(Saved entries)
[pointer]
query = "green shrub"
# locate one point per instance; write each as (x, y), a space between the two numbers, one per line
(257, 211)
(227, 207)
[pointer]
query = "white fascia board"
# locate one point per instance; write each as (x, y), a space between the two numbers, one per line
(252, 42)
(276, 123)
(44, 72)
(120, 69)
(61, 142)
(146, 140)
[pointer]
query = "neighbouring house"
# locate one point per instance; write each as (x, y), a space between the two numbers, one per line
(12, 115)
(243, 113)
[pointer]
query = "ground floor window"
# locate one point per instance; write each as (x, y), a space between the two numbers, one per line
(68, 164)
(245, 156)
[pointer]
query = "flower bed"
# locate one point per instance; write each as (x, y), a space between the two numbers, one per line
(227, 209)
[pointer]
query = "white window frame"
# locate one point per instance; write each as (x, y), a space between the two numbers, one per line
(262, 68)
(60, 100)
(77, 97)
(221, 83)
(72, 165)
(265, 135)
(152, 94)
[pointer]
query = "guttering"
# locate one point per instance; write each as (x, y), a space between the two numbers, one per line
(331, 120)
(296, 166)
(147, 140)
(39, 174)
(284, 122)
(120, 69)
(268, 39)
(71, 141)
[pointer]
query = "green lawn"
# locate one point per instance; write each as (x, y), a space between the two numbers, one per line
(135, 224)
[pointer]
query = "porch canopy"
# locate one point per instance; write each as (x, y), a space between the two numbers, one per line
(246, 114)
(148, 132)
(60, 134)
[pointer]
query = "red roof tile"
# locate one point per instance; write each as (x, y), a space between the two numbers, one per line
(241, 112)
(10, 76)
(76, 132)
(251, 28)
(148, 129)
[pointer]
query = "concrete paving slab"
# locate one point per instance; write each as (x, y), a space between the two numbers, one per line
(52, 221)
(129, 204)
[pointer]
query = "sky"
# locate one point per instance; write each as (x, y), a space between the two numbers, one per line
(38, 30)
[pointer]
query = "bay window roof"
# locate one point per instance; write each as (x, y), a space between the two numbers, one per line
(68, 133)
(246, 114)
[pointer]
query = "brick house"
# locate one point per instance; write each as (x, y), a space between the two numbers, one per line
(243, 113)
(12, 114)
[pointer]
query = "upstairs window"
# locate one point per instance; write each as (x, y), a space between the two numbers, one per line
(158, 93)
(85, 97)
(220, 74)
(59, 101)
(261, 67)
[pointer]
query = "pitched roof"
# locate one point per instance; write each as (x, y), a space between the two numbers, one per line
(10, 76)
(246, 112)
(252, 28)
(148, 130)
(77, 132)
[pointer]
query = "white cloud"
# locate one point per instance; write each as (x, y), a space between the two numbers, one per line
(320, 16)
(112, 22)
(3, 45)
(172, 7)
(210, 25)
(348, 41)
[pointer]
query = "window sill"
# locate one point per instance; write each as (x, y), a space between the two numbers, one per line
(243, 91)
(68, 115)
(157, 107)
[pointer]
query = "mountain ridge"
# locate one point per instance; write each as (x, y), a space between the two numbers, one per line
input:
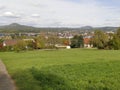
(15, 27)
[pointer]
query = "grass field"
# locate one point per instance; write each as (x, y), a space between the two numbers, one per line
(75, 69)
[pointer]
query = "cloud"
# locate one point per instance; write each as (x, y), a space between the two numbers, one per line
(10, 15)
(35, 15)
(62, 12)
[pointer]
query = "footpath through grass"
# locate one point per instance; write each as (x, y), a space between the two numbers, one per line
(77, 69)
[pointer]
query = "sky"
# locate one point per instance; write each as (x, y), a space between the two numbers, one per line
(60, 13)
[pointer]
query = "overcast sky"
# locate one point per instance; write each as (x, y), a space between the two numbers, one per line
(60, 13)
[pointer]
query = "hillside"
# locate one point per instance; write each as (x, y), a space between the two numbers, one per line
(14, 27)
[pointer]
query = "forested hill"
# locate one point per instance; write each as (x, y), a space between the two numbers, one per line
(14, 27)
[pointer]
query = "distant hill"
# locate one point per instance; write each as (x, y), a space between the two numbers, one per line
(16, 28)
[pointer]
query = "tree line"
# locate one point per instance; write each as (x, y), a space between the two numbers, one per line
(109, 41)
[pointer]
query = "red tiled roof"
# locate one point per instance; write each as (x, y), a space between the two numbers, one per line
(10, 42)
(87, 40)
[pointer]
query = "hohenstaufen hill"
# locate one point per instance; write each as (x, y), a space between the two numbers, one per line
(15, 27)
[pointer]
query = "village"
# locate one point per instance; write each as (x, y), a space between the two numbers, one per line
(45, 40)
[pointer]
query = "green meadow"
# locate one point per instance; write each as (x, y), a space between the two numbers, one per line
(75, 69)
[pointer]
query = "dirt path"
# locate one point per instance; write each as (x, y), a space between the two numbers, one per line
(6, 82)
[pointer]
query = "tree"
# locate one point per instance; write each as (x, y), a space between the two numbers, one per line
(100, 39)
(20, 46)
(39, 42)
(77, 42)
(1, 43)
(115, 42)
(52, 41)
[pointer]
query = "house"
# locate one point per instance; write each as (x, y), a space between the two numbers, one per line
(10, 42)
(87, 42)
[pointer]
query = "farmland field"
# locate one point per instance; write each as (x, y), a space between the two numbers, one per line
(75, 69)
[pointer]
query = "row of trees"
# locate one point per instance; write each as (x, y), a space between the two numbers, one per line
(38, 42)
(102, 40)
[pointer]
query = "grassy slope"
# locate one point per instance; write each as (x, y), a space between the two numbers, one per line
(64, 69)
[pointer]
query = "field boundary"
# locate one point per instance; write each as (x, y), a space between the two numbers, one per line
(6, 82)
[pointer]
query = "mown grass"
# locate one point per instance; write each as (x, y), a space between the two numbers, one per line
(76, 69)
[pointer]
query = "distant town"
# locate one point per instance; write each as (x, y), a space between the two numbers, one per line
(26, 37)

Work instructions:
Pull out every line holding "roof" from the records above, and copy it.

Response area:
query = "red roof tile"
query = "bay window roof"
query = "pitched roof"
query = "red tiled roof"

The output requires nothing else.